Direction: Pick out every line of the material that contains the string "wall", matching case exactly, and copy each of those lines.

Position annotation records
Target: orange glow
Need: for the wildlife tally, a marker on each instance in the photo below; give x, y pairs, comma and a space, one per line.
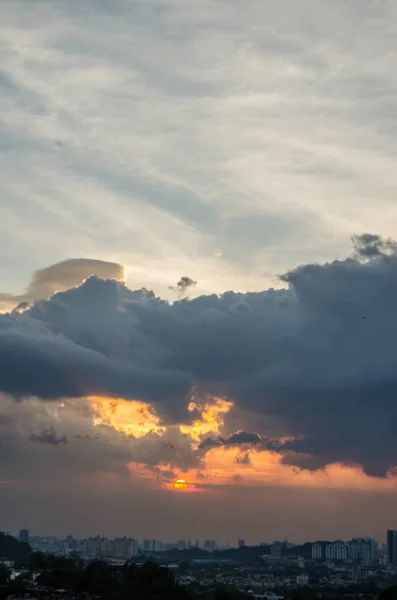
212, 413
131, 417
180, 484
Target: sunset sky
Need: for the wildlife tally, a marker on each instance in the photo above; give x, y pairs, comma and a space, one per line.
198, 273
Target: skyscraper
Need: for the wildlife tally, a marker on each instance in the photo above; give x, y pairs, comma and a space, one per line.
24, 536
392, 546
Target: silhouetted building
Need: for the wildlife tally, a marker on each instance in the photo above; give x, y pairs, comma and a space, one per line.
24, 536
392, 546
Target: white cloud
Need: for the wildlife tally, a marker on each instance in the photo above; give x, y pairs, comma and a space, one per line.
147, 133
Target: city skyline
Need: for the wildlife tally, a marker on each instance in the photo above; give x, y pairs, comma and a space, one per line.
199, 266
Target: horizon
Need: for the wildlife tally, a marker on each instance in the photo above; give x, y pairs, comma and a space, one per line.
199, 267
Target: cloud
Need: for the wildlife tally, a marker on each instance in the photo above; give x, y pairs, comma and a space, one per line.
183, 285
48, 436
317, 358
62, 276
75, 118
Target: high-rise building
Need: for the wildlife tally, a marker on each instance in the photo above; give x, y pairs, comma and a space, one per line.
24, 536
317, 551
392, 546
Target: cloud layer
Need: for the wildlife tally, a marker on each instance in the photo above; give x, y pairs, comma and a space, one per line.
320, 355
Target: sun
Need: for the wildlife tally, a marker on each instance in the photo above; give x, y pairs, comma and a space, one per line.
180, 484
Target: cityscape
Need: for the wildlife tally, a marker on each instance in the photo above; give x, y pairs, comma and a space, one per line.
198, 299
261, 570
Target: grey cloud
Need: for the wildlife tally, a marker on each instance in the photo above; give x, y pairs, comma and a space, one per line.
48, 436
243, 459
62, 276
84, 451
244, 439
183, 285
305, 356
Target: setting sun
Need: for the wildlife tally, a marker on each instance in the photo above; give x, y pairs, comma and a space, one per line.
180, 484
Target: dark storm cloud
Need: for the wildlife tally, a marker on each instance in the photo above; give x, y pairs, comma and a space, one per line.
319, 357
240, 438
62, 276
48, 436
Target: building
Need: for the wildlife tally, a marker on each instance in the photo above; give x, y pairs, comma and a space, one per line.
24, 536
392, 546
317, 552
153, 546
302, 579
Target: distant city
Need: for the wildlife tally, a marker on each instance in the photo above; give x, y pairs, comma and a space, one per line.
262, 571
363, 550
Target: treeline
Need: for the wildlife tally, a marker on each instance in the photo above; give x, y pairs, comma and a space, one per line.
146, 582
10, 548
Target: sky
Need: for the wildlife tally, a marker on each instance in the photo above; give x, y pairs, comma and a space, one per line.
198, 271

* * *

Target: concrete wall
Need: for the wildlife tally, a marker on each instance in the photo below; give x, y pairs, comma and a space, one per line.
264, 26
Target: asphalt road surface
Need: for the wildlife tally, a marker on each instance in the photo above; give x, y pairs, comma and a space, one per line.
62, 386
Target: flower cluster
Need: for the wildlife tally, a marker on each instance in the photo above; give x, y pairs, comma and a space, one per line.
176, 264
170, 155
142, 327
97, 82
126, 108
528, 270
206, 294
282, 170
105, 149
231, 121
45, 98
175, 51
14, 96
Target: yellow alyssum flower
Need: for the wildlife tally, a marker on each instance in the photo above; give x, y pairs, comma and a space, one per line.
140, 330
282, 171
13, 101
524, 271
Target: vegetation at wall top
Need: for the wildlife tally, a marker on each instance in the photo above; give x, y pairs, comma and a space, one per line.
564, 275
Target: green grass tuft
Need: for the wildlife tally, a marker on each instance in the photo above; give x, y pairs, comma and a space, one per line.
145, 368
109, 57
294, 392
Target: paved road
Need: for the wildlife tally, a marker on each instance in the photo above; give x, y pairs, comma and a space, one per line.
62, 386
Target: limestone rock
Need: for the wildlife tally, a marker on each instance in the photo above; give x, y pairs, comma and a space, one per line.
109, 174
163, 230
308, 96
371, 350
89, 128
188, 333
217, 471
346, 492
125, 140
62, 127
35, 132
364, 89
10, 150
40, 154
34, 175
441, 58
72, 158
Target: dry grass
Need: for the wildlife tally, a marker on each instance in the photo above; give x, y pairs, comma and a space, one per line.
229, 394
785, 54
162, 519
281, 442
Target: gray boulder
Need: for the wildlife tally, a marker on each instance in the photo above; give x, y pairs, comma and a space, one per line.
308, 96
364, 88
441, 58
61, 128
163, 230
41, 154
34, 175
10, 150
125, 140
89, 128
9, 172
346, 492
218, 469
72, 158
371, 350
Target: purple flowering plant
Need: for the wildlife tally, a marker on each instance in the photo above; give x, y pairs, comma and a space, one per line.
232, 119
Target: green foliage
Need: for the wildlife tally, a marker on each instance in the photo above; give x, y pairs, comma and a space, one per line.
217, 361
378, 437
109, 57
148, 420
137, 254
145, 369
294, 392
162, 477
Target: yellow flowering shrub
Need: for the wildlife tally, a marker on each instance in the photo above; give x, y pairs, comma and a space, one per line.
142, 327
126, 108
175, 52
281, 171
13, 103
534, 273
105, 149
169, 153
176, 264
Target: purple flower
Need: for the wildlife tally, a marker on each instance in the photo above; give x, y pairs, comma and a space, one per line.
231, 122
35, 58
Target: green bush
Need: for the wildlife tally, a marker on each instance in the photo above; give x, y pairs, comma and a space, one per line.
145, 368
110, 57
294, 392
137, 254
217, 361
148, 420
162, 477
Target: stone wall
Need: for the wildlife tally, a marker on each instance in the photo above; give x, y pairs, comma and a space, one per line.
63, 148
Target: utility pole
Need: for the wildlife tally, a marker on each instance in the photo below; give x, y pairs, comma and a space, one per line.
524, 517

Response for this exercise:
Target: concrete wall
Target: vegetation at wall top
Target: stone wall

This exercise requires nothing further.